## Set problem
Lay out the items below as a two-column CSV headed text and answer, with one row per item. Put each value in a single quoted field and turn its line breaks into spaces.

-- start Data for this exercise --

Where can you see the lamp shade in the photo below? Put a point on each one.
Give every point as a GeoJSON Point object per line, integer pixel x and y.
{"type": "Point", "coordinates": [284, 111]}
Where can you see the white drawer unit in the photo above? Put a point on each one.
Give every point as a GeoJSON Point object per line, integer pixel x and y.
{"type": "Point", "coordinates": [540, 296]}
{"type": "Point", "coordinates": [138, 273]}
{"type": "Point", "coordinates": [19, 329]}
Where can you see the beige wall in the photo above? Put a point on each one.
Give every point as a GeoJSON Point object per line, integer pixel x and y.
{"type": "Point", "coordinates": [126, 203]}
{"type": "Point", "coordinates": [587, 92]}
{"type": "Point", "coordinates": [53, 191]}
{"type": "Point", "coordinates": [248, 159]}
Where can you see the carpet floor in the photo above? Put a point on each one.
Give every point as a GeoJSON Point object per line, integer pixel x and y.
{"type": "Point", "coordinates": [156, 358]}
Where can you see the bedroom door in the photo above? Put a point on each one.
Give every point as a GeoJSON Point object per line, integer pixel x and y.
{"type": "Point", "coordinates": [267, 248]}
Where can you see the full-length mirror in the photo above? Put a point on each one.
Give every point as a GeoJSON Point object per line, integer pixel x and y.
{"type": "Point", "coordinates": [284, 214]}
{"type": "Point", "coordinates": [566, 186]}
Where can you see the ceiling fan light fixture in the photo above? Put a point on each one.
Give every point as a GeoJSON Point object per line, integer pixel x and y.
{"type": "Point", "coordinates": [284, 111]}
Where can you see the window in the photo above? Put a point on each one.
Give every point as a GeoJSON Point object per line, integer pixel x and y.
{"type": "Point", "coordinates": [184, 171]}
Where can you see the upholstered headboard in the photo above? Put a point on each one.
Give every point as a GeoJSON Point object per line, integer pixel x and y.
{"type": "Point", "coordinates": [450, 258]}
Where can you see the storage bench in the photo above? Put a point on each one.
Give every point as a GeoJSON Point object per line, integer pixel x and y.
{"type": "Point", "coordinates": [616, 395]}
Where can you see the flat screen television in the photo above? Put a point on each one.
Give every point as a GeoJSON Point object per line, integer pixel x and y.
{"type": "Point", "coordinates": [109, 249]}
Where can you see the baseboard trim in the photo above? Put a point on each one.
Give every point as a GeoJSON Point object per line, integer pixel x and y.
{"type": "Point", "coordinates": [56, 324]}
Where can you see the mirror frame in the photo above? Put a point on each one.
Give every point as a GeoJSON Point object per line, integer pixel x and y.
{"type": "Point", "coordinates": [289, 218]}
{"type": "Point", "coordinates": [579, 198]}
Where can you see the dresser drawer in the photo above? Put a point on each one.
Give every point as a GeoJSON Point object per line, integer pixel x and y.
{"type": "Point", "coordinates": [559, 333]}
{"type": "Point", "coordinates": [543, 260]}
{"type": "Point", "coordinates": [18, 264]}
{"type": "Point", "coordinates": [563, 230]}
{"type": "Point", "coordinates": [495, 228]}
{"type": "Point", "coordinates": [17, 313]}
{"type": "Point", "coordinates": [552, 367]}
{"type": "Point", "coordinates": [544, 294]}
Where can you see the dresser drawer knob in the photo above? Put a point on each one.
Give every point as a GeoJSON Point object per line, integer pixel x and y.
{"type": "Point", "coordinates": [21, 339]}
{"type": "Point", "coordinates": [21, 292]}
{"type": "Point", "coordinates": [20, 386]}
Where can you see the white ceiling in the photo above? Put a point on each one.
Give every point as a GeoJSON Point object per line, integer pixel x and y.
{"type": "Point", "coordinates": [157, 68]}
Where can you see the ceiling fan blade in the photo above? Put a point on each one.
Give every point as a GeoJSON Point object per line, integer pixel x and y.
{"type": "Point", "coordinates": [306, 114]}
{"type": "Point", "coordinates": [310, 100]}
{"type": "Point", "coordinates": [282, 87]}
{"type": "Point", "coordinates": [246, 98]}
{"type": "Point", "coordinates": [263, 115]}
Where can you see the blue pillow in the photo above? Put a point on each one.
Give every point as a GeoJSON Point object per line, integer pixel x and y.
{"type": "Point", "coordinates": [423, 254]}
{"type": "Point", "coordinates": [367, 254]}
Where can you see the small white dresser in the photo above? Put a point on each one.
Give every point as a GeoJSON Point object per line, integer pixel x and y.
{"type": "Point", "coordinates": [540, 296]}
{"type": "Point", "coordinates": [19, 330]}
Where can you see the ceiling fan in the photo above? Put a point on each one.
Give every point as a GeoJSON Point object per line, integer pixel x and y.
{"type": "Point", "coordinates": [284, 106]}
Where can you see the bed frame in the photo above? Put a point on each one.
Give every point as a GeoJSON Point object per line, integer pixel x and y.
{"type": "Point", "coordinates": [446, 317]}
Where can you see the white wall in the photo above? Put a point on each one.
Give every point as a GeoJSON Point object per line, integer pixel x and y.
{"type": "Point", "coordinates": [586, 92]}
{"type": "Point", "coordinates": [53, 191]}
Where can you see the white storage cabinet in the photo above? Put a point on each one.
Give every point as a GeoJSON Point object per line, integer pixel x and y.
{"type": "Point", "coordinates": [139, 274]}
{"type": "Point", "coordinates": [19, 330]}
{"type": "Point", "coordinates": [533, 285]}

-- end Data for this exercise --

## Result
text,answer
"Where can you see the lamp shade in the photo below? Put a point on each one. Give every point as a GeoJSON Point object per line, integer pixel x and y.","{""type"": ""Point"", ""coordinates"": [284, 111]}"
"Where can you see the white drawer unit in the photo above? Put a point on each one. Give every point as a GeoJSON Point object per line, integer pixel x and y.","{""type"": ""Point"", ""coordinates"": [540, 296]} {""type"": ""Point"", ""coordinates"": [138, 273]} {""type"": ""Point"", ""coordinates"": [19, 329]}"
"Where can you see the beige wall in the photo above? Put a point on each one. Give every point as a GeoJSON Point object per line, integer pixel x and y.","{""type"": ""Point"", ""coordinates"": [126, 203]} {""type"": ""Point"", ""coordinates"": [587, 92]} {""type"": ""Point"", ""coordinates"": [53, 191]} {""type"": ""Point"", ""coordinates"": [248, 159]}"
"Where can you see the carpet floor in the photo above? Put a point on each one. Give every point as a GeoJSON Point object per line, integer pixel x and y.","{""type"": ""Point"", ""coordinates"": [156, 358]}"
"Where can you see the bedroom door in the photo above? Put a point on each one. Give every point as a GeoJSON Point object per line, integer pixel x and y.","{""type"": ""Point"", ""coordinates"": [267, 248]}"
"Where can you see the full-length mirror in the photo above? Put a point on each one. Give every point as a GeoJSON Point object per line, integer pixel x and y.","{""type"": ""Point"", ""coordinates"": [284, 214]} {""type"": ""Point"", ""coordinates"": [566, 186]}"
"Where can you see the ceiling fan light fixture in the photo above? Put a point on each one. Give every point as a GeoJSON Point object per line, integer pixel x and y.","{""type"": ""Point"", ""coordinates"": [284, 111]}"
"Where can you see the window in the photo above? Put a point on each one. Give every point as a GeoJSON Point object per line, integer pixel x and y.","{""type"": ""Point"", ""coordinates"": [184, 171]}"
"Where can you see the upholstered headboard in the photo above? Put a point on each one. Give every point as a GeoJSON Point object per line, integer pixel x and y.","{""type"": ""Point"", ""coordinates"": [450, 258]}"
"Where can you see the storage bench in the photo above? Put a point on each one. Give every point as a GeoJSON Point object per line, integer pixel x and y.","{""type"": ""Point"", ""coordinates"": [616, 395]}"
"Where can you see the flat screen television in the photo above? Put a point on each one. Give every point as a GeoJSON Point object per line, integer pixel x and y.","{""type"": ""Point"", ""coordinates"": [109, 249]}"
"Where can you see the baseboard trim in the photo above? Put a point on each one. Give every point as a GeoJSON Point object per line, integer pixel x and y.","{""type"": ""Point"", ""coordinates"": [56, 324]}"
"Where can you see the mirror frame in the photo above? Put a point on each one. Give every point as a GeoJSON Point object per line, integer pixel x and y.","{""type"": ""Point"", ""coordinates"": [289, 218]} {""type"": ""Point"", ""coordinates"": [579, 198]}"
"Where can you see the dresser drawer in the photo above? Put a point on each one. Give every point as a GeoJSON Point object per line, integer pixel x and y.","{""type"": ""Point"", ""coordinates"": [559, 333]} {""type"": ""Point"", ""coordinates"": [543, 260]} {""type"": ""Point"", ""coordinates"": [18, 264]} {""type"": ""Point"", ""coordinates"": [563, 230]} {""type"": ""Point"", ""coordinates"": [495, 228]} {""type"": ""Point"", ""coordinates"": [17, 313]} {""type"": ""Point"", ""coordinates"": [552, 367]} {""type"": ""Point"", ""coordinates"": [544, 294]}"
"Where can you see the dresser drawer knob in the photo above? Put a point on each one. Give every point as a GeoJSON Point object per line, integer pixel x and y.","{""type"": ""Point"", ""coordinates"": [21, 339]} {""type"": ""Point"", ""coordinates"": [21, 292]} {""type"": ""Point"", ""coordinates"": [20, 386]}"
"Where can you see the white ceiling in the photo above? Put a point on each one. Give every point as a GeoJSON Point object per line, integer pixel x and y.","{""type"": ""Point"", ""coordinates"": [157, 68]}"
"Where can you see the ceiling fan blade in the photo above? Put a point on each one. Give every point as a GeoJSON Point object per line, integer pixel x and y.","{""type"": ""Point"", ""coordinates"": [306, 114]} {""type"": ""Point"", ""coordinates"": [310, 100]} {""type"": ""Point"", ""coordinates"": [282, 87]} {""type"": ""Point"", ""coordinates"": [246, 98]} {""type"": ""Point"", ""coordinates"": [263, 115]}"
"Where can you see the blue pillow in the photo above? Put a point on each one. Give every point as a GeoJSON Point object per line, integer pixel x and y.","{""type"": ""Point"", ""coordinates"": [423, 254]} {""type"": ""Point"", ""coordinates"": [367, 254]}"
"Where can you see the small white dresser in the photo above? Put a point on each one. Give every point as a GeoJSON Point object per line, integer pixel x and y.","{""type"": ""Point"", ""coordinates"": [540, 296]} {""type"": ""Point"", ""coordinates"": [19, 330]}"
"Where can you see the ceiling fan in the photo above? Put a point on each one. Give every point as a GeoJSON Point object per line, integer pixel x and y.","{""type"": ""Point"", ""coordinates"": [284, 106]}"
"Where can you see the bed frame in the photo above? Put a point on each one. Give every point as a GeoJSON Point object per line, integer pixel x and y.","{""type"": ""Point"", ""coordinates"": [446, 317]}"
"Where can you see the white wall in the photo above? Put a point on each one. Give every point as a GeoJSON Point object per line, integer pixel x and y.","{""type"": ""Point"", ""coordinates"": [586, 92]} {""type"": ""Point"", ""coordinates"": [53, 191]}"
"Where can you see the white storage cabinet in the photo above? Put a point on each one. Give every point as a GeoJSON Point object per line, integer pixel x and y.","{""type"": ""Point"", ""coordinates"": [139, 274]} {""type"": ""Point"", ""coordinates"": [19, 330]} {""type"": ""Point"", ""coordinates"": [533, 285]}"